## REQUESTS:
(1) In the knife forum thread, what percentage of DF18's collection is Swedish?
(2) Carry on the knife forum thread from its last line.

Same here. I still get that feeling everytime I use it. 
Birgersson for president!


----------



## WiriWiri (Feb 5, 2022)

Carl Kotte said:


> Same here. I still get that feeling everytime I use it.
> Birgersson for president!



Man, you people are making me all too curious with your big-ups for Birgersson.

I worry it‘s a Swedish conspiracy and you‘re getting a bit greedy with your fine Dalmans, Issawotsits and Birgersson blades, hogging a bit too much of my attention at least, Cut it out ok, or my bank a/c will suffer shortly.,


----------



## ValeryD (Feb 5, 2022)

Here it is.


----------



## Brian Weekley (Feb 5, 2022)

Soon they will be “Birgerr” than ABBA. …. Or even Ran Sailing!


----------



## Carl Kotte (Feb 5, 2022)

WiriWiri said:


> Man, you people are making me all too curious with your big-ups for Birgersson.
> 
> I worry it‘s a Swedish conspiracy and you‘re getting a bit greedy with your fine Dalmans, Issawotsits and Birgersson blades, hogging a bit too much of my attention at least, Cut it out ok, or my bank a/c will suffer shortly.,


No, it’s just Better than denka so not much to see here…


----------



## DF18 (Feb 5, 2022)

The Swedish conspiracy is real… I’ve been totally brainwashed. 90% of my collection is Swedish. But also I couldn’t be happier.


----------



## Auskid (Mar 12, 2022)

My first Woah was my Kurosaki Chiku AS, then Takeda NAS, Kawamura W1, Yoshikane SKD & W2 and most recently Nihei SKD.

honourable mention:

Watanabe pro 210
Mazaki W2
Wakui W2

Yes I am hooked on Sanjo knives.


----------



## Perverockstar (Mar 12, 2022)

After using my knives for more time, the ones that still put a big "wow" grin on my face are:

Kyohei Shindo Bunka. Crazy aggressive laser.

Shirou Kunimitsu 240mm Gyuto. Slicing or portioning pork is just a pleasure.

Makoto Kurasaki 210mm Gyuto. Whatever I do with this little f#$&er. As soon as I grab it... Damn. My favorite from the ones I own.


----------



## esoo (Mar 12, 2022)

Shibata Kotetsu Bunka R2 - nothing went through carrots like that knife. 

Kono MM. I keep buying knives to try them and then when I come back to the MMs everything else gets sold.


----------



## daddy yo yo (Mar 12, 2022)

esoo said:


> Shibata Kotetsu Bunka R2 - nothing went through carrots like that knife.

## MATERIAL:
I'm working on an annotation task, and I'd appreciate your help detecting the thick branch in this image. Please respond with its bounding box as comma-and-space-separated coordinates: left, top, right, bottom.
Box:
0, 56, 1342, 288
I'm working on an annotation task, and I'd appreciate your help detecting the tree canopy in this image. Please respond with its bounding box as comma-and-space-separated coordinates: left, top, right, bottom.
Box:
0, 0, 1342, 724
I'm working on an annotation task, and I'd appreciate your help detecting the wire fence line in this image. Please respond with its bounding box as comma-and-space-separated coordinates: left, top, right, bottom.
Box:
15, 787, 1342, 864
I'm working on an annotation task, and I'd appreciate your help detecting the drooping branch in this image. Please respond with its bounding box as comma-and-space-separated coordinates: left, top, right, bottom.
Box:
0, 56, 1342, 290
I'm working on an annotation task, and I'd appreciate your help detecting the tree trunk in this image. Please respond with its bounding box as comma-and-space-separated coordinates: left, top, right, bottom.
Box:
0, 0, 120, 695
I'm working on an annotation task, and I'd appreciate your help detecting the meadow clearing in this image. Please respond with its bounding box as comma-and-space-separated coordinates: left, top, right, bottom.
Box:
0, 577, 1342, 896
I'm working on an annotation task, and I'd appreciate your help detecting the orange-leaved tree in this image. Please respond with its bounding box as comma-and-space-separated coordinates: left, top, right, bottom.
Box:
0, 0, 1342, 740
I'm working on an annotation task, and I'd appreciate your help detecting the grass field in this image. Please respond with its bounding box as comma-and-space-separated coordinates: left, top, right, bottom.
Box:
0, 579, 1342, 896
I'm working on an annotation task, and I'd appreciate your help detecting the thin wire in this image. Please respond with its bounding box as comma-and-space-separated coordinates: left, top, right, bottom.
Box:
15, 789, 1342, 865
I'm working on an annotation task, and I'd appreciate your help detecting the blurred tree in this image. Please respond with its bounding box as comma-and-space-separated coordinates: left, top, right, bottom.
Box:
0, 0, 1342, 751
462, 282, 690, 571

## EXERCISE RESULTS:
(1) 90%

(2)
> 
> Kono MM. I keep buying knives to try them and then when I come back to the MMs everything else gets sold.


I keep buying knives to try them - and then I keep most of them!


----------



## esoo (Mar 12, 2022)

daddy yo yo said:


> I keep buying knives to try them - and then I keep most of them!



In the long run, I'm not sure which is worse - having spent a whole bunch of money on knives or having lost a whole bunch of money having sold knives for fair prices on the forum.


----------



## daddy yo yo (Mar 12, 2022)

esoo said:


> In the long run, I'm not sure which is worse - having spent a whole bunch of money on knives or having lost a whole bunch of money having sold knives for fair prices on the forum.


I think, selling knives a bit lower than purchase price gives you the opportunity to try a knife for a „fair“ and moderate fee. I like that! I believe only trying many knives gives you the experience at least I for myself want to have.


----------



## esoo (Mar 12, 2022)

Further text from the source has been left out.